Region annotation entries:
──────────

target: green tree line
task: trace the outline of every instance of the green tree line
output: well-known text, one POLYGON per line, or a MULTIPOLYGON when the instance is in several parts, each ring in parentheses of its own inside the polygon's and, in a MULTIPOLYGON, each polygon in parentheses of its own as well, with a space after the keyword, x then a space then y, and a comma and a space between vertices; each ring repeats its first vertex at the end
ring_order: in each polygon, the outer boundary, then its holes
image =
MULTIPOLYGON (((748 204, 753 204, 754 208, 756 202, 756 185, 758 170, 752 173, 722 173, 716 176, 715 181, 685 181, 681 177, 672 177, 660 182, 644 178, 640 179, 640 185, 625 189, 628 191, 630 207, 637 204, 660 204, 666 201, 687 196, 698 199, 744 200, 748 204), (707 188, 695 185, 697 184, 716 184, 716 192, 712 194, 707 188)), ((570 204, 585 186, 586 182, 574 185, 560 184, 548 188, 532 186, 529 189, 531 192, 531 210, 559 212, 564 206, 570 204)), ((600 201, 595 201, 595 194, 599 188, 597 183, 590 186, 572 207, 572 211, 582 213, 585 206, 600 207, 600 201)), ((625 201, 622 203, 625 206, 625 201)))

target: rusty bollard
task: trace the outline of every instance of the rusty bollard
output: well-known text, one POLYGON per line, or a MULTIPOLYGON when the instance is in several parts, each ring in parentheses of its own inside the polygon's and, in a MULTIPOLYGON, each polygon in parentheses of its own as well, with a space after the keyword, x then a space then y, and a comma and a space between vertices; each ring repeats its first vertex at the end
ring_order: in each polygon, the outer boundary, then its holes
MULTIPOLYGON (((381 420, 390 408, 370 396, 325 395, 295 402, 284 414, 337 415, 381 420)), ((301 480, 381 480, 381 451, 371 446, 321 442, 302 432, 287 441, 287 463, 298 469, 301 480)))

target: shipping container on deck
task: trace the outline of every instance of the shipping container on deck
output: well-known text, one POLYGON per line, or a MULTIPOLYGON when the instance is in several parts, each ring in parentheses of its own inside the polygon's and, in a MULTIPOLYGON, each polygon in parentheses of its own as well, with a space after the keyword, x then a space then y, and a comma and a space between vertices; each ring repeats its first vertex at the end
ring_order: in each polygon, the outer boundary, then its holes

──────────

Please quote every one of the lines above word for word.

# [Result for this task]
target: green tree line
task: trace the outline of every instance of the green tree line
output: well-known text, one POLYGON per line, or a MULTIPOLYGON when the instance is in several parts, each ring in parentheses of its own inside the polygon's and, in a MULTIPOLYGON, each polygon in parentheses of its own as well, with a space after the keyword, x then a space then y, and a comma and a space between vertices; each ring repeats its first vertex at the end
ring_order: in each polygon, the outer boundary, then its holes
image =
MULTIPOLYGON (((748 204, 753 204, 754 208, 756 202, 756 185, 758 170, 752 173, 722 173, 716 176, 715 181, 685 181, 681 177, 672 177, 660 182, 644 178, 640 179, 640 185, 625 189, 628 191, 630 207, 637 204, 660 204, 666 201, 687 196, 698 199, 744 200, 748 204), (707 188, 695 185, 697 184, 716 184, 716 192, 712 194, 707 188)), ((570 204, 585 186, 586 182, 574 185, 560 184, 548 188, 532 186, 529 189, 531 192, 531 210, 559 212, 564 206, 570 204)), ((600 201, 595 201, 595 194, 599 188, 597 183, 590 186, 572 207, 572 211, 582 213, 585 206, 600 207, 600 201)), ((625 201, 622 203, 625 206, 625 201)))

target: rusty bollard
task: trace the outline of every instance of the rusty bollard
output: well-known text, one POLYGON per line, or a MULTIPOLYGON when the instance is in several parts, each ring in parentheses of its own inside the polygon's and, in a MULTIPOLYGON, each polygon in parentheses of its own as well, with a space after the keyword, x then a space then y, and a comma and a space between vertices; each ring repeats its first vertex at the end
ring_order: in each polygon, the outer boundary, then its holes
MULTIPOLYGON (((381 420, 390 408, 370 396, 325 395, 295 402, 284 414, 337 415, 381 420)), ((301 480, 381 480, 381 451, 371 446, 321 442, 302 432, 287 441, 287 463, 298 469, 301 480)))

target: shipping container on deck
task: trace the outline of every instance of the shipping container on deck
output: well-known text, one POLYGON per line, or a MULTIPOLYGON when the instance is in several parts, each ring in parentheses of its own inside the polygon's and, in a MULTIPOLYGON, each polygon in parentheses of its own as well, with a space after the keyword, x then a space then y, and a comma and a space between vertices; each ring repeats its first vertex at the end
ring_order: in each polygon, the outer boundary, then its holes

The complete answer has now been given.